__PASSAGE TO READ__.

[Start of Attachment]

So the program has a six-session course that aims to help cultivate the kind of leader the program’s professors hope comes out of Duke’s residency. The sessions focus on integrity, initiative, self-discipline, responsibility and accountability, and there’s an introductory session.
Explore This IssueNovember 2011
At Duke, producing the right kind of doctor out of residency starts with the admission process, said Liana Puscas, MD, Duke’s OHNS residency program director.
“What we’re looking for are applicants and faculty who already have these qualities, and we’re looking to develop them,” she said. “Our program is really switching over to a behavioral-based interview for our residency applicants because it’s based on the principle that the best predictor of future behavior is past behavior.”
But once in the program, residents are in a give and take with attending physicians and others about the ethical implications of situations that come up in the clinic, Dr. Lee said. Those “in the hallway” conversations are extremely important, he said.
“The resident says, ‘Why did you do this versus that, what were issues you were thinking about?’” he said. “Those kind of discussions are actually the most effective in teaching ethics.”
But there is no “formal plan” for incorporating those discussions into the ethics training, they said.
One study, led by Joseph Carrese, MD, at Johns Hopkins University’s Berman Institute of Bioethics, found that opportunities for teaching “everyday ethics” were often missed. Situations included a resident performing a minor procedure without much previous experience, for example, or a patient needing to be screened for depression but not wanting to be (Med Educ. 2011;45(7):712-721).

[End of Attachment]

__PROMPT A__. In the passage on ethics training for residents, copy the stretch from "Explore This IssueNovember" through "important, he said.".
__PROMPT B__. In the passage on ethics training for residents, what kind of interview is Duke's residency program switching to for its applicants?
__PROMPT C__. Pick up the passage on ethics training for residents after its last sentence and carry it forward.

__ENTRIES PROVIDED__.
[Start of Attachment]

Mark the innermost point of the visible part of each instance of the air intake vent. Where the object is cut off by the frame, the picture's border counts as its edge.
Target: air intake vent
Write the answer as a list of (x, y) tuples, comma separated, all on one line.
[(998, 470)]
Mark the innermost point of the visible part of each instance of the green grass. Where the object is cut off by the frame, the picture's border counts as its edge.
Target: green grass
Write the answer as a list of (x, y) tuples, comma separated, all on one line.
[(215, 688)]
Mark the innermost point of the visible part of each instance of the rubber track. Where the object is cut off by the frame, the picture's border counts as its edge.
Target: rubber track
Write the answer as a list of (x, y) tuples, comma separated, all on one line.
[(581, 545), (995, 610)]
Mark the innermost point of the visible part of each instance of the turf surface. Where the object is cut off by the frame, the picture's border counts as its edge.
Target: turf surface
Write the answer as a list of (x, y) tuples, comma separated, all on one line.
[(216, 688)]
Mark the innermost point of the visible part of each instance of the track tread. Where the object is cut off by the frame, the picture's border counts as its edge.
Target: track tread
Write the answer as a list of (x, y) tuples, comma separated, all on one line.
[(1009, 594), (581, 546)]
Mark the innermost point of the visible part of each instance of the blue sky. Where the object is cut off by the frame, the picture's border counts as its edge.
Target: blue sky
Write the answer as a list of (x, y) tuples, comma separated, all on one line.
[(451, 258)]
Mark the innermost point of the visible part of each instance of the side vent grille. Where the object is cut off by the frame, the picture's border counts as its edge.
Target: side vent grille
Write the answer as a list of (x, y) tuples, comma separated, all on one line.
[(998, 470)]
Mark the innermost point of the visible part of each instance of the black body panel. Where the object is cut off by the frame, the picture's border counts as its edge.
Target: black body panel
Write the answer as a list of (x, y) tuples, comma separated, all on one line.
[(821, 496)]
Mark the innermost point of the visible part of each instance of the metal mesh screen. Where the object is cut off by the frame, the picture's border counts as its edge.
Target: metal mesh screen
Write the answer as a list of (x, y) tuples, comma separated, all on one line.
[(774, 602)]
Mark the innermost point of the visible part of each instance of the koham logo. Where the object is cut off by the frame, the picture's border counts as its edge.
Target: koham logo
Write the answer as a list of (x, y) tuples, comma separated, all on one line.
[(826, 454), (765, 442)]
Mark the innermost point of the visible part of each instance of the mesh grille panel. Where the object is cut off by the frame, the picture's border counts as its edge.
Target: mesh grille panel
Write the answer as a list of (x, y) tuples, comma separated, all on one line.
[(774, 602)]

[End of Attachment]

__FINAL ANSWER A__.
Explore This IssueNovember 2011
At Duke, producing the right kind of doctor out of residency starts with the admission process, said Liana Puscas, MD, Duke’s OHNS residency program director.
“What we’re looking for are applicants and faculty who already have these qualities, and we’re looking to develop them,” she said. “Our program is really switching over to a behavioral-based interview for our residency applicants because it’s based on the principle that the best predictor of future behavior is past behavior.”
But once in the program, residents are in a give and take with attending physicians and others about the ethical implications of situations that come up in the clinic, Dr. Lee said. Those “in the hallway” conversations are extremely important, he said.

__FINAL ANSWER B__. A behavioral-based interview.

__FINAL ANSWER C__.
In the study, investigators observed interactions at two clinics between residents and their preceptors, finding that ethical situations arose in 109 out of 135 cases over a two-week period. The preceptor explicitly pointed out the ethical content and taught about it in just 13 of those cases (12 percent). The investigators determined that although the content was implicitly identified in 44 cases (40 percent), the message may have been lost or misinterpreted in those cases.
“One of the best places to teach ethics is in real time with real patients as faculty preceptors and residents are standing shoulder to shoulder working with patients,” Dr. Carrese said. “There were clearly times when faculty did not explicitly identify an issue or teach about it when they were capable of doing it.” He said that in some cases the ethical issues may have been pointed out and discussed prior to the study period, but that he didn’t think that accounted for all of the missed opportunities.